Ação necessária A ▸ De acordo com o texto sobre a banda Mendigos Blues, em que bairro de Itabuna ficavam as repúblicas estudantis cuja junção deu início à banda?
Ação necessária B ▸ Prossiga com a redação do texto sobre a banda Mendigos Blues a partir do ponto em que ele termina.

Texto fornecido ▸
%%
Prosa com os Mendigos
A banda que se iniciou com a junção de duas repúblicas estudantis no bairro de Fátima, em Itabuna, não poderia ter um começo diferente: reuniões com amigos em casa regada a bebidas e muita, mas muita música. Para ouvir o som da banda acesse: http://www.myspace.com/mendigosblues
O nome “Mendigos Blues” se origina pelo próprio contexto doméstico imaginado que uma república estudantil masculina pode acusar. Jonnie Walker, um dos mendigos resistentes da primeira formação, com vinte anos de estudo de música, trocou o piano e violão clássicos pela energia das guitarras.  Ele conta que as reuniões entre amigos ganharam proporções maiores e o sucesso do som da galera começou a se espalhar, sendo chamados para tocar em eventos. “A gente subia no palco, e quem estava embaixo e soubesse tocar qualquer instrumento, subia junto e tocava. O repertório a gente montava na hora, tocava música dos outros, sempre com versões inéditas que saiam no momento”, conta Walker. Até que numa feira de Biologia da UESC (Universidade Estadual de Santa Cruz) em 2008, os amigos se reuniram para fazer um som em que Alan Tremedal assumiu o vocal e a gaita, Chico Augusto no baixo, Leandro na bateria e Ismeraldorock na guitarra, diretamente de Ubaitaba. Ele havia chegado para tocar no evento a convite do baterista Leandro, “a gente se conheceu na hora de tocar, e quando a gente tocou, e viu que a vibe estava massa, mantivemos a formação”, contou Jonnie.
Embora recente, a banda já tem muita história pra contar.
Entre formações e desconstruções, Ayam U’Brais acrescenta:
“É uma banda que enfrenta crises sucessivas estruturais físicas. De uma hora pra outra o vocalista saiu da banda, o baixista saiu da banda, o baterista saiu da banda e sobrou dois guitarristas, Jonnie Walk e Ismera Rock. Olharam um para o outro e falaram: A banda vai acabar? Não. E quem vai cantar? Nós dois vamos cantar. A gente sabe cantar: Não. Mas vamos cantar mesmo assim. E aí estabeleceram uma coerência estúpida até: convidaram um baterista que nunca tinha escutado rock in roll na vida, um baterista de axé music e forró, pra tocar nos mendigos – Advan que já saiu da banda. Pra estabelecer a coerência maior, me convidaram para tocar contrabaixo, instrumento este que eu nunca havia tocado antes em minha vida”, comentou o músico U’Brais. Hoje, Ricardo Matos assume a bateria e veio fazer parte do conjunto recentemente por um acaso, e deu certo.
%%
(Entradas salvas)
%%
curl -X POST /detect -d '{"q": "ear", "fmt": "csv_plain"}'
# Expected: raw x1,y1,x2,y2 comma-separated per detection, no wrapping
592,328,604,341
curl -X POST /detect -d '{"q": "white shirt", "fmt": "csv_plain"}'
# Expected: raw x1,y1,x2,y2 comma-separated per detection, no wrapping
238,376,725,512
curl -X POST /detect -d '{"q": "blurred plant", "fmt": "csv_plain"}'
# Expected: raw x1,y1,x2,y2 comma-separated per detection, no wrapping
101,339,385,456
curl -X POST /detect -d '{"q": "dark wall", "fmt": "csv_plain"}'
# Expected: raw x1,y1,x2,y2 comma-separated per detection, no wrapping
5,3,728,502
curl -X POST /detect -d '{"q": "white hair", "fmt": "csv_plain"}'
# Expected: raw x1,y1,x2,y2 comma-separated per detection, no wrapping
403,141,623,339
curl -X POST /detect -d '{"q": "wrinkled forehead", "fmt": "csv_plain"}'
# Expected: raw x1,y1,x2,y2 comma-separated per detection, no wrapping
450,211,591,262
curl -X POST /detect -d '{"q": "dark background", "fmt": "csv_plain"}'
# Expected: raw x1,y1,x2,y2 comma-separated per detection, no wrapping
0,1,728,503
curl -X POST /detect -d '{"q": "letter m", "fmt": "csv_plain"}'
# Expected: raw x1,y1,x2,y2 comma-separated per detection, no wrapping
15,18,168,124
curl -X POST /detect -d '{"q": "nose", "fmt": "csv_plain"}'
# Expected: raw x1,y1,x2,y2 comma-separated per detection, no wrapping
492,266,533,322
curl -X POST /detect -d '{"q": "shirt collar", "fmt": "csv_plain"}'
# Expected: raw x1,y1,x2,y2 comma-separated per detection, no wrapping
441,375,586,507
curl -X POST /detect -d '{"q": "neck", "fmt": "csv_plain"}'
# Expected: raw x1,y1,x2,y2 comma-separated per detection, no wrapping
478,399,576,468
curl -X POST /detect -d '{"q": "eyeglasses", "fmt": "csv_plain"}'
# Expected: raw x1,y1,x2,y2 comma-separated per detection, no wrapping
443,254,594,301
%%
Resposta final A ▸ No bairro de Fátima.

Resposta final B ▸
Participações e Festivais
Foi no mesmo ano da formação, em 2008, que participaram do Festival da FICC (Fundação Itabunense de Cultura e Cidadania) com a música “Jeep”, na segunda colocação. No mesmo evento em 2009, com a música “Navi na Noite”, conseguiram o terceiro lugar, tendo participado também do maior Festival Universitário de Música do país, em São Paulo na etapa de Campinas, o FUM MUSIC. No mesmo ano, a música “Jeep” ganhou o movimento, cores e efeitos das imagens do novo vídeoclip, com direção de Edson Bastos. A letra é de Chico Augusto e Alfredo Vilas Boa.  O clip traz uma abordagem da história de um mendigo que por muitos anos ficou conhecido em Itabuna pelo estilo irreverente de vida, e associado à isso uma mistura entre a busca pela felicidade e a esquizofrenia.  Para assistir o clip, acesse: http://www.youtube.com/watch?v=v6AVrPV0Nzc
No ano passado, a banda gravou as seis músicas da e fizeram participação no Conexão Vivo.
Quem foi Jeep?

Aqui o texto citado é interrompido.